▶ Your instructions: Can you repeat the material word for word, starting at the line that contains "of the oven" and ending at the final line of the material?

▶ Given data:
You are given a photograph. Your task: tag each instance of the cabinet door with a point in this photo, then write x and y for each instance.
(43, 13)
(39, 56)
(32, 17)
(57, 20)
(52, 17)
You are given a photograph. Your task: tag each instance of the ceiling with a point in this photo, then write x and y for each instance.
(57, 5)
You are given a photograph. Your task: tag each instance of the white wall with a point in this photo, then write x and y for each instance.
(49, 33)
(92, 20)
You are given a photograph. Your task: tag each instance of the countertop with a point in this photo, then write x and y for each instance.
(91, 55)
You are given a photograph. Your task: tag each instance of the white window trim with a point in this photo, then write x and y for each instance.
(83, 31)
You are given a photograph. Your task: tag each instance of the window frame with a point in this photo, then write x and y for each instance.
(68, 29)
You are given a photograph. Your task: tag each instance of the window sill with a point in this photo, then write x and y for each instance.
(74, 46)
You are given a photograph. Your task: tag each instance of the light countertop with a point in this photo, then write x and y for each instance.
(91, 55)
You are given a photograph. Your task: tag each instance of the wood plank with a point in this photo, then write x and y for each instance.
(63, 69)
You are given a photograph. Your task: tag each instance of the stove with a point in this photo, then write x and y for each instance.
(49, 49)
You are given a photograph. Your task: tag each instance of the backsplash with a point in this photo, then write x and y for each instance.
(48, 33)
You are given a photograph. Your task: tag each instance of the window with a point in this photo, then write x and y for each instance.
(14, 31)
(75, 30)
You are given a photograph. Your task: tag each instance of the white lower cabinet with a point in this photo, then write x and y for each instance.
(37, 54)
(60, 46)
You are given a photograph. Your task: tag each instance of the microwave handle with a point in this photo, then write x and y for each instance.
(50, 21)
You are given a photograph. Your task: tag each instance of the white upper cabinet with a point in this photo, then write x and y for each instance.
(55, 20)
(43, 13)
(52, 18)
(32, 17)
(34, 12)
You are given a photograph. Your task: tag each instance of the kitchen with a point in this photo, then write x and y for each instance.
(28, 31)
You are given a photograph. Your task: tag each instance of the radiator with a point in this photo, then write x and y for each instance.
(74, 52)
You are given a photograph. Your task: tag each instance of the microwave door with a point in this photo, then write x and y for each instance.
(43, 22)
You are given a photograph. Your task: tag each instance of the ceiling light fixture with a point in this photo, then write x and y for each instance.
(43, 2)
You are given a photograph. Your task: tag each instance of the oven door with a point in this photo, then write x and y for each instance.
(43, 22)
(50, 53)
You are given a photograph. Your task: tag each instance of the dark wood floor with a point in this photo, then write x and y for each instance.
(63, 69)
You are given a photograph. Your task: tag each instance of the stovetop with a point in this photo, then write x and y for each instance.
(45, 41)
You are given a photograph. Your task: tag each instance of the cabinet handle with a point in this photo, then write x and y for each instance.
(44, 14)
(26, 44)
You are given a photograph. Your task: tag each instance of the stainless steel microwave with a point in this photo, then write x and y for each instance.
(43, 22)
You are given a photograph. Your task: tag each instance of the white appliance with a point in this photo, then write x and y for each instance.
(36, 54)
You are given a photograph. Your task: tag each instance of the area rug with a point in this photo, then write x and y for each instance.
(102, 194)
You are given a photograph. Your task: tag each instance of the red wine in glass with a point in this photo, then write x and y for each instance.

▶ Expected output:
You are given a photograph. Your task: tag each instance of the oven door with a point in this photo, then write x and y for each instance.
(43, 22)
(50, 53)
You are given a photograph. Your task: tag each instance of the dark wood floor with a point in this photo, then write x and y for each instance.
(63, 69)
You are given a photograph. Your task: tag each instance of the stovetop with a point in this photo, then write x and y for each instance.
(45, 41)
You are given a photograph. Your task: tag each instance of the cabinet handle with a point in this photo, then write x and y for each instance.
(44, 14)
(26, 44)
You are given a photograph. Your task: tag each instance of the stainless steel microwave with a point in this photo, then write x and y for each instance.
(43, 22)
You are given a photograph. Your task: tag each instance of the white appliance with a point in this photo, then write x and y for each instance.
(36, 54)
You are given a photograph. Your task: tag each instance of the area rug with a point in this photo, then write x and y for each instance.
(102, 194)
You are given a photograph. Your task: tag each instance of the red wine in glass with a point in this photo, then write x and y for each instance.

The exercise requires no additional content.